* Objective
Each entry must appear again exactly as it does in the source.

(Some records)

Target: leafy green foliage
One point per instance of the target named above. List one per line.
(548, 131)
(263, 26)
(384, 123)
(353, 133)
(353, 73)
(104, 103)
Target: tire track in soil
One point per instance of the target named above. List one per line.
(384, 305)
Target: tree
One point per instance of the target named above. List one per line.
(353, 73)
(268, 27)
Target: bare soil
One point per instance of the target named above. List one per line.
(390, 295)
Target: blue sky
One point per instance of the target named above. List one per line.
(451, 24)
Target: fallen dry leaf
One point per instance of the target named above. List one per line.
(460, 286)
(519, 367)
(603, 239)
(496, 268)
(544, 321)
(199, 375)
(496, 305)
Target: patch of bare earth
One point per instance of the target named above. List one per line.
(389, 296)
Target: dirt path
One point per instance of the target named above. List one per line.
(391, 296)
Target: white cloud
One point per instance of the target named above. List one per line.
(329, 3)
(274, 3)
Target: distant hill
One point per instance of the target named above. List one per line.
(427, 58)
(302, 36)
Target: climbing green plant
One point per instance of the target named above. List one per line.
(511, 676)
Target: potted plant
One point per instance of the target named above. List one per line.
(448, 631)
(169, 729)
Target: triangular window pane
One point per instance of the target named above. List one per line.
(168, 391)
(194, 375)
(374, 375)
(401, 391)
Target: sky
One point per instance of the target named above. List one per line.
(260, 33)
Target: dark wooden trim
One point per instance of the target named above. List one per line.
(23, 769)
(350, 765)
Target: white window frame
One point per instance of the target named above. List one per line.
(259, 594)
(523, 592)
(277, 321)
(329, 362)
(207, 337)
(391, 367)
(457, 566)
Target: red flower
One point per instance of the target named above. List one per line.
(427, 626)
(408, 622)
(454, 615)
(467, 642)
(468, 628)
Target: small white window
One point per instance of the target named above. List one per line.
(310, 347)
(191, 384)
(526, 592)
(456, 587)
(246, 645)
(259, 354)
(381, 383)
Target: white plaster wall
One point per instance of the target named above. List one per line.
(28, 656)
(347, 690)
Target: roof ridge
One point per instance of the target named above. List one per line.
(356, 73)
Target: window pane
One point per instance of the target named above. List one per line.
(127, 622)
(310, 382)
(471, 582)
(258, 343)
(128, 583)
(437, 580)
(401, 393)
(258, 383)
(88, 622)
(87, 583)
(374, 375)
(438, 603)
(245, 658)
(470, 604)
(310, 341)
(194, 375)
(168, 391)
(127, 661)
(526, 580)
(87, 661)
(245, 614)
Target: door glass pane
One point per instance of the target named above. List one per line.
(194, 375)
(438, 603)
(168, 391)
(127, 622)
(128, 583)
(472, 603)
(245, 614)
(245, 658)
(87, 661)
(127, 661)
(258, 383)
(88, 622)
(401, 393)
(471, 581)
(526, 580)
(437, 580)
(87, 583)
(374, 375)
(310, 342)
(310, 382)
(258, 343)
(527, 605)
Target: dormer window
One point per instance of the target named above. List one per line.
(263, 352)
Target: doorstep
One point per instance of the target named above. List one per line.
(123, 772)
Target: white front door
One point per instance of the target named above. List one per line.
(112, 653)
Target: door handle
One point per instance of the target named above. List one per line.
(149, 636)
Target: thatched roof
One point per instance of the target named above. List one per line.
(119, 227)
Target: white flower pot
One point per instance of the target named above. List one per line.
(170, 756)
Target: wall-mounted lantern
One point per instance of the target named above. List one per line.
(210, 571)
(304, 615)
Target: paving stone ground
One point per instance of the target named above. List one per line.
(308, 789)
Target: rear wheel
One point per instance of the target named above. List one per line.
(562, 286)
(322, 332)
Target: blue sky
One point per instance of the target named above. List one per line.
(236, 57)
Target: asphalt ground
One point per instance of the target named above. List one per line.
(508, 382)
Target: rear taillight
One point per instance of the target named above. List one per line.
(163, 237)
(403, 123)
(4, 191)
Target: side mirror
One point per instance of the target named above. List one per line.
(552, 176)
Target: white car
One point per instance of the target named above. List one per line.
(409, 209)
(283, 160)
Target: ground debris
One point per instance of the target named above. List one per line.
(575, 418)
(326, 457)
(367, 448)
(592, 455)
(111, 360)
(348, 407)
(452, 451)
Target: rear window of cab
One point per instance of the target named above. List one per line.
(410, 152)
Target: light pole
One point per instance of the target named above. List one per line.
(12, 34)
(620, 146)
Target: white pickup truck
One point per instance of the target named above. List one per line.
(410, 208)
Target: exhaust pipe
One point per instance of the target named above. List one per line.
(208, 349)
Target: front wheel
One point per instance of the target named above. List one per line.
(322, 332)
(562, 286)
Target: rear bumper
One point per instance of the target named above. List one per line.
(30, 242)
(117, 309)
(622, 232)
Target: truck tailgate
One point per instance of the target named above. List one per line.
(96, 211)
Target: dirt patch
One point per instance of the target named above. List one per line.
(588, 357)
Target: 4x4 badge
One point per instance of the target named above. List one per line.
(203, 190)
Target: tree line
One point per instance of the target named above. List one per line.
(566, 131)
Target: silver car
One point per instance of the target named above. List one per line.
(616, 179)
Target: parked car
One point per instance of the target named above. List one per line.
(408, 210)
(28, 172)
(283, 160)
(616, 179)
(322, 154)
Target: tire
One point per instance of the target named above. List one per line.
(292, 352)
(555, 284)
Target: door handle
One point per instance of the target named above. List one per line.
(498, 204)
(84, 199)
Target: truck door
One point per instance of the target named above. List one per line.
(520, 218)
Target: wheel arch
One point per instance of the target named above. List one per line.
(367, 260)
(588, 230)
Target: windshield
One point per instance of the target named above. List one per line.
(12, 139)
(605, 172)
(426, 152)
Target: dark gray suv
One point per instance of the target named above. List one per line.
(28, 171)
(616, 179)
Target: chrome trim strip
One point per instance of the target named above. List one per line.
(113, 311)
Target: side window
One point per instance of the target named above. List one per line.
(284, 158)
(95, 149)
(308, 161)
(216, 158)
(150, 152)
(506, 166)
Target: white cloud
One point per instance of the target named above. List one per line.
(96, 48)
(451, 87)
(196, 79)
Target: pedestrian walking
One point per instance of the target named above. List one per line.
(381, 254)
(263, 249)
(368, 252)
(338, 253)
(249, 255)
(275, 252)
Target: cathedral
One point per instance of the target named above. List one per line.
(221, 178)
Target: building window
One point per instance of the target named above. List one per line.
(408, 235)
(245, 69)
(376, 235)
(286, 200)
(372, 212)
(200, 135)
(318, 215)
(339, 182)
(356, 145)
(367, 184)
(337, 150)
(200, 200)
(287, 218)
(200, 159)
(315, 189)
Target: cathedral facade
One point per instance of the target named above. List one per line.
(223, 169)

* Problem solution
Target: leafy green foliage
One point per instance of the target named above. List one per line.
(548, 131)
(263, 26)
(384, 123)
(353, 133)
(353, 73)
(104, 103)
Target: tire track in soil
One point per instance of the target named above. List one per line.
(384, 305)
Target: tree
One point per instance of the target named above. List one per line.
(353, 73)
(268, 27)
Target: bare soil
One point per instance of the target named above. List one per line.
(390, 295)
Target: blue sky
One point per instance of the target named above. List one per line.
(451, 24)
Target: fallen dry leaf
One point per instance of the target named above. List one per line.
(460, 286)
(519, 367)
(603, 239)
(496, 268)
(544, 321)
(199, 375)
(496, 305)
Target: patch of bare earth
One point per instance of the target named above. List one per line.
(389, 296)
Target: dirt path
One point per instance of the target named above. List one per line.
(391, 296)
Target: white cloud
One point per instance of the target named above. List one per line.
(329, 3)
(274, 3)
Target: distant hill
One point per instance of the target named above. List one per line.
(427, 58)
(302, 36)
Target: climbing green plant
One point per instance of the target named above. List one per line.
(511, 676)
Target: potted plant
One point per instance of the target named above. List one per line.
(448, 631)
(169, 729)
Target: triangular window pane
One point per instance of the target named above. List one per line.
(168, 391)
(194, 375)
(374, 375)
(401, 391)
Target: sky
One point per instance of the target named above. List one per line.
(260, 33)
Target: dark wooden trim
One point per instance of the target named above. List one per line.
(23, 769)
(350, 765)
Target: white window frame
One point per instance of the target named above. List one per line.
(259, 594)
(523, 592)
(277, 321)
(329, 362)
(207, 337)
(391, 367)
(457, 566)
Target: red flower
One point per instance of the target named above. List one per line.
(427, 626)
(408, 622)
(454, 615)
(467, 642)
(468, 628)
Target: small white window
One point per instance of the target named above. List one per line.
(310, 347)
(191, 384)
(526, 592)
(456, 587)
(246, 645)
(259, 354)
(381, 383)
Target: white plaster wall
One point per instance of the target named above. List one per line.
(28, 656)
(347, 690)
Target: roof ridge
One point per instance of the target named above. List one per line.
(356, 73)
Target: window pane
One point per instance of the target named above. List one per line.
(127, 622)
(310, 382)
(471, 582)
(258, 343)
(128, 583)
(437, 580)
(401, 393)
(258, 383)
(88, 622)
(87, 583)
(374, 375)
(438, 603)
(245, 658)
(470, 604)
(310, 341)
(194, 375)
(168, 391)
(127, 661)
(526, 580)
(87, 661)
(245, 614)
Target: door glass pane
One point per instance of the target named above. List one per line.
(194, 375)
(438, 603)
(168, 391)
(127, 622)
(128, 583)
(472, 603)
(245, 614)
(245, 658)
(87, 661)
(127, 661)
(258, 383)
(88, 622)
(401, 393)
(471, 581)
(526, 580)
(437, 580)
(87, 583)
(374, 375)
(310, 342)
(310, 382)
(258, 343)
(527, 605)
Target: dormer window
One point per instance of the target named above. List one per line.
(263, 352)
Target: doorstep
One point per instance of the target named above. List one per line.
(123, 772)
Target: white front door
One point per instance of the target named above. List one per line.
(112, 653)
Target: door handle
One point per instance of the target named above. List one per line.
(149, 636)
Target: thatched roof
One point per instance of the target named above. List one per line.
(119, 227)
Target: white flower pot
One point per instance of the target named above. List one per line.
(170, 756)
Target: wall-mounted lantern
One point per instance of the target named above. List one per line.
(210, 571)
(304, 615)
Target: paving stone ground
One point per instance of the target named above. List one per line.
(308, 789)
Target: rear wheel
One point per instance of the target named above. List one per line.
(562, 286)
(322, 332)
Target: blue sky
One point per instance of the target named above. List one per line.
(236, 57)
Target: asphalt ground
One point per instance of the target named above. List one per line.
(508, 382)
Target: rear taillight
One point per instance of the target named above. List one per line.
(163, 237)
(403, 123)
(4, 191)
Target: side mirror
One point per instance of the target named above. List one per line.
(552, 176)
Target: white car
One point per instance of the target named above. List one per line.
(409, 209)
(283, 160)
Target: ground debris
One point per instance of the target named above. List one per line.
(575, 418)
(326, 457)
(367, 448)
(592, 455)
(111, 360)
(348, 407)
(452, 451)
Target: rear window of cab
One point per instance of the target named above. List one per line.
(410, 152)
Target: light pole
One point per instance of the target named above. List one per line.
(12, 34)
(620, 146)
Target: white pickup truck
One point per instance of the target named above. List one per line.
(410, 208)
Target: exhaust pipe
One point per instance of the target named above. List one per line.
(208, 349)
Target: front wheel
One point per instance of the target named above. List one per line.
(322, 332)
(562, 286)
Target: rear bumper
One point per instance of the target named above. List one per line.
(30, 242)
(117, 309)
(622, 232)
Target: truck tailgate
One point per instance of the target named above. List one per line.
(96, 211)
Target: dirt patch
One point per instance of the target named above. List one per line.
(588, 357)
Target: 4x4 badge
One point per instance of the target named above. List one per line.
(203, 190)
Target: tree line
One point per instance of the target named above. List one per line.
(566, 131)
Target: silver car
One point per instance of the target named above. List one per line.
(616, 179)
Target: parked car
One point per instance of the target named above. List one per line.
(408, 210)
(28, 172)
(283, 160)
(616, 179)
(322, 154)
Target: tire
One point per instance of the target named above. List one per line.
(292, 352)
(555, 284)
Target: door handle
One point per instance of the target named above. List one per line.
(498, 204)
(84, 199)
Target: truck door
One point per instance of the target named above. List one per line.
(520, 218)
Target: wheel arch
One point per instance of the target named above. List one per line.
(367, 260)
(588, 230)
Target: windshield
One point per instance of the target named above. List one per line.
(12, 139)
(605, 172)
(426, 152)
Target: dark gray suv
One point per instance of the target named above. List one per line.
(28, 171)
(616, 179)
Target: chrome trim strip
One point per instance of the target named above. List one per line.
(113, 311)
Target: side window
One point per instance of the target named above. List one per line.
(284, 158)
(95, 149)
(308, 161)
(216, 158)
(150, 152)
(506, 166)
Target: white cloud
One point per instance of the target named above. List one per line.
(96, 48)
(451, 87)
(196, 79)
Target: pedestrian walking
One point per instance of the target named above. List one per line.
(381, 254)
(263, 249)
(368, 252)
(338, 253)
(249, 255)
(275, 252)
Target: cathedral
One point per instance of the target named above. List one per line.
(221, 178)
Target: building window
One point per instance of the target named above. List one per line.
(408, 235)
(245, 69)
(376, 235)
(286, 200)
(372, 212)
(200, 135)
(318, 215)
(339, 182)
(356, 145)
(367, 184)
(337, 150)
(200, 200)
(287, 218)
(200, 159)
(315, 189)
Target: cathedral facade
One point per instance of the target named above. List one per line.
(223, 169)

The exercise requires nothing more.